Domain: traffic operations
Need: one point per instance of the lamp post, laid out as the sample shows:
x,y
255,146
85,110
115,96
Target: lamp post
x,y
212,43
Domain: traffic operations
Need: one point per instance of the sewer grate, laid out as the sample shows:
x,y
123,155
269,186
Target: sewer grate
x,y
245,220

* * *

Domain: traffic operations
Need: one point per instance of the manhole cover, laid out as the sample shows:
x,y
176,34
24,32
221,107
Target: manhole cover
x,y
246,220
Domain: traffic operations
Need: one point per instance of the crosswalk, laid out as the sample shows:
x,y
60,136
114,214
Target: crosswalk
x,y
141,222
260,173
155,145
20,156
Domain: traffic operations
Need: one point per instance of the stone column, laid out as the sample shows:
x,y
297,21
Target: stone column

**GIVEN REQUEST**
Which lines in the entries above contain the word "column"? Pick out each one and copy it in full.

**SOLUTION TO THIS PROBLEM**
Need: one point per instance of the stone column, laid out as the sample shows:
Target: stone column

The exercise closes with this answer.